** WORK REQUIRED **
Each line of the material holding the word "construction" must be identified and copied.

** GIVEN ENTRIES **
------
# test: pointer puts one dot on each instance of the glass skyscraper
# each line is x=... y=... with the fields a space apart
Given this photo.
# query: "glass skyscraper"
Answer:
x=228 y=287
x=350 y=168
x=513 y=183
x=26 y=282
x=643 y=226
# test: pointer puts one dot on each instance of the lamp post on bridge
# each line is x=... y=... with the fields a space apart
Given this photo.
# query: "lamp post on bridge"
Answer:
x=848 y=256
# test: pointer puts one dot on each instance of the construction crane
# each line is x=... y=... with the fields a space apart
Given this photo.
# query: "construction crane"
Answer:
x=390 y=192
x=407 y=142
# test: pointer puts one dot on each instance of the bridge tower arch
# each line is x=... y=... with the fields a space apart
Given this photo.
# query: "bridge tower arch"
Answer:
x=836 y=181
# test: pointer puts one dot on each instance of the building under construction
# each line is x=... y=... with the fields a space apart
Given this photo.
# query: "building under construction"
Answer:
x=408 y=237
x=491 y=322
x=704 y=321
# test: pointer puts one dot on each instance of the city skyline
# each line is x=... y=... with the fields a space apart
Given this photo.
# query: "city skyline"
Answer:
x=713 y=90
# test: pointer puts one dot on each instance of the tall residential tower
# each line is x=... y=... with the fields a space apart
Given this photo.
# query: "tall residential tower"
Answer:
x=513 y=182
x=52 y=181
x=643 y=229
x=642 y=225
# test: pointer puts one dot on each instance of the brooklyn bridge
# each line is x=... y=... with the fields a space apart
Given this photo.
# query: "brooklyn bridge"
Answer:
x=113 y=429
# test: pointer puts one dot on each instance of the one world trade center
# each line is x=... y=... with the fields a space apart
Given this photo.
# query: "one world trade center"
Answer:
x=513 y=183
------
** ANSWER BOX **
# test: pointer puts one dot on each instance of the construction crane
# query: "construction crane"
# test: pointer puts one dot on each instance of the building under construction
# query: "building under construction"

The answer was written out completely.